▶ **Estratto scelto**

Autunno, ballotte e latte alla portoghese

A tratti diventare adulti è spiegare sensazioni e accadimenti che prima non avevano un nome. 

Ti trovi ad affrontare passaggi della vita e ti ritrovi in situazioni già viste, che a un certo punto hanno un significato. Almeno dentro di te. 

– Mimma venvia infilami l’ago che non vedo nulla accidentavecchi!

– Oioi nonna ma come faresti senza di me… 

Mi posto i capelli dal volto, sono lisci e pettinati, sgraticciati ben bene a suon di pacchine se non tengo la testa ferma da quella donna li, che si muove nel mondo come una sovrana, che decide e dispone sulle cose da farsi ma che quando ha bisogno si sente quasi in colpa, e chiede le cose più semplici con gentilezza e umiltà disarmanti. Come infilare un ago.

▶ **Materiale fornito**

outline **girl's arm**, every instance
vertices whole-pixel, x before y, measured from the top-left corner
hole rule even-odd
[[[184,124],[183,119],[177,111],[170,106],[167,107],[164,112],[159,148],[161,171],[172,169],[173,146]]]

▶ **Consegne dell'esercizio**
- a) Riscrivi in forma più breve il paragrafo dell'estratto scelto che inizia con "Ti trovi ad affrontare", conservandone i fatti principali.
- b) Sostituisci "vita" con "esistenza" nel passo dell'estratto scelto da "Autunno, ballotte e" a "vedo nulla accidentavecchi!" e riporta il passo così modificato.
- c) Elenca separatamente tutte le voci che compongono il titolo dell'estratto scelto.
Per svolgere l'esercizio i dati non servono.

▶ **Risposte corrette**
- a) Nella vita si affrontano passaggi e si rivivono situazioni già viste, che a un certo punto acquistano un significato, almeno interiormente.

- b)
Autunno, ballotte e latte alla portoghese

A tratti diventare adulti è spiegare sensazioni e accadimenti che prima non avevano un nome. 

Ti trovi ad affrontare passaggi della esistenza e ti ritrovi in situazioni già viste, che a un certo punto hanno un significato. Almeno dentro di te. 

– Mimma venvia infilami l’ago che non vedo nulla accidentavecchi!

- c) Autunno; ballotte; latte alla portoghese